◆ Instructions for the task
Except for the pictures, reproduce the records word for word.

◆ Source material
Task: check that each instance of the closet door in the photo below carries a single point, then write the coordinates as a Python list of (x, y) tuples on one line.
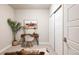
[(51, 31), (59, 31), (72, 37)]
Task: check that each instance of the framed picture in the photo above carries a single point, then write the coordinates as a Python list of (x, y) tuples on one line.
[(30, 24)]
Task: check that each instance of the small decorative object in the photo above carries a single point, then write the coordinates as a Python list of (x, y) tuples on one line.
[(15, 26)]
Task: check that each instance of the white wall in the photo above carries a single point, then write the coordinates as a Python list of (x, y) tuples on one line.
[(40, 15), (5, 32)]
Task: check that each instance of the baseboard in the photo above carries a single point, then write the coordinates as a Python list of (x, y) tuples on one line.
[(44, 43), (5, 48)]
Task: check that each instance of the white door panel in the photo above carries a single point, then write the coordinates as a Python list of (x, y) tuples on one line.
[(51, 31), (72, 29), (58, 31)]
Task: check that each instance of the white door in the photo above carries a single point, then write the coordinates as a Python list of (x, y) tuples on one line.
[(51, 32), (59, 31), (71, 29)]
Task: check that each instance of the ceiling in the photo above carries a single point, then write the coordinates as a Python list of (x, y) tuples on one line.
[(30, 6)]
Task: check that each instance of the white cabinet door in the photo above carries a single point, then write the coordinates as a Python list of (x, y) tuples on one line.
[(51, 31), (71, 29), (59, 31)]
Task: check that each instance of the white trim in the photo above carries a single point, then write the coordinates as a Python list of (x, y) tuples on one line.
[(5, 48), (44, 43)]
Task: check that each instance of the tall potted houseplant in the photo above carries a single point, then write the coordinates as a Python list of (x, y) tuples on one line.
[(15, 26)]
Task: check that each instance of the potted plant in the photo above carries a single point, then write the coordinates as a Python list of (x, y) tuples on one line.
[(15, 26)]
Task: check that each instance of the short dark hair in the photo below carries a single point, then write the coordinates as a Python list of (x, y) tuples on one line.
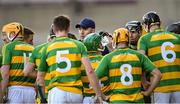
[(27, 32), (61, 23)]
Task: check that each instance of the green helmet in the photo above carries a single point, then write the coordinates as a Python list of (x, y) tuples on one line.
[(92, 41)]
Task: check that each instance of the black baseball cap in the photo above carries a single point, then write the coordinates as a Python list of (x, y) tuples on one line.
[(86, 23)]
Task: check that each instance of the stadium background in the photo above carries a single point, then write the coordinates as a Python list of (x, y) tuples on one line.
[(108, 14)]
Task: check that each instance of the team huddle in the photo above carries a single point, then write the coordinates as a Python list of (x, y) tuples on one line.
[(138, 63)]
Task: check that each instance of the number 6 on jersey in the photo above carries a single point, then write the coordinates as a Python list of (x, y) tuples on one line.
[(60, 59)]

◆ Answer space
Task: check that each instance of the closet door in the photo below carries a single point, then write the coordinates as a Python list of (x, y) tuples on one line.
[(51, 31), (59, 31), (72, 37)]
Task: check that each instance of the framed picture in the photo above carries a single point, then write the coordinates as a Python list of (x, y) tuples on one line.
[(30, 24)]
Task: check that each instance of the small decorative object in the photo above carries a single point, then write the coordinates as a Python list of (x, y) tuples on one line.
[(15, 26)]
Task: check that each instance of the white wall in the photo above carries a single point, then write the coordinates as a Python list of (x, y) tuples on one line.
[(40, 15), (5, 32)]
Task: check that each instance of the baseboard in the photo above carries a single point, then write the coordinates as a Python list of (x, y) tuples on one line.
[(44, 43), (5, 48)]
Task: check that each instance of the white door panel in the photo above carries a single point, then write the coordinates as a Python list of (x, y) tuples on one line.
[(51, 31), (72, 29), (58, 31)]
Task: check that each instance of the white door in the photo above carries a single point, then write the coordinates as a Python list of (x, y) tuples on one line.
[(51, 32), (59, 31), (71, 29)]
Task: check that each instance of the ceiling in the photo above carries a single point, then write the coordinates as a Python list of (x, y) tuples on one line.
[(30, 6)]
Task: check that each instance of the white cabinet door in the photo above carries a single point, then write the coordinates as a Python list of (x, y) tuples on one line.
[(51, 31), (71, 29), (59, 31)]
Task: check that each instance of the white trim in the photo above carries a single point, then write the coordinates as a Python list of (x, y) tuples on one line.
[(5, 48), (44, 43)]
Task: check that each instance of the tall potted houseplant in the photo above carries a single point, then write the coordinates as a Python list of (x, y) tuples on one line.
[(15, 26)]
Task: check that each instance of the potted plant in the photo above carries a single point, then write the coordinates as a Python list of (x, y) tuples on one line.
[(15, 26)]
Task: check that each instance of the short dark hair in the photo below carries a single point, then write the coordinates as a Python list of (x, y) tuples on one line.
[(27, 32), (61, 23)]
Task: check that each instance of the green helmet in the photo above carries a single point, then write the coordinates as a Python list of (x, y) tuples on one line.
[(92, 41)]
Task: check that each instance of the black baseball cap in the photo above carries a single point, then write the coordinates as a Python list of (x, y) tuples on one line.
[(86, 23)]
Task: check that each instance of the stadium background in the photo above carries a single point, then write the coordinates as a Python list of (x, y) tuples on one line.
[(108, 14)]
Task: check that each instance of the team huddle in the photo above carries a single point, then write the coordinates as a Python list of (x, y) tuples on one line.
[(138, 63)]
Task: check that each instance of the number 6 on jersey in the photo above carries a single point, then write the coordinates as a Python list of (x, y) tuples on one line.
[(60, 59)]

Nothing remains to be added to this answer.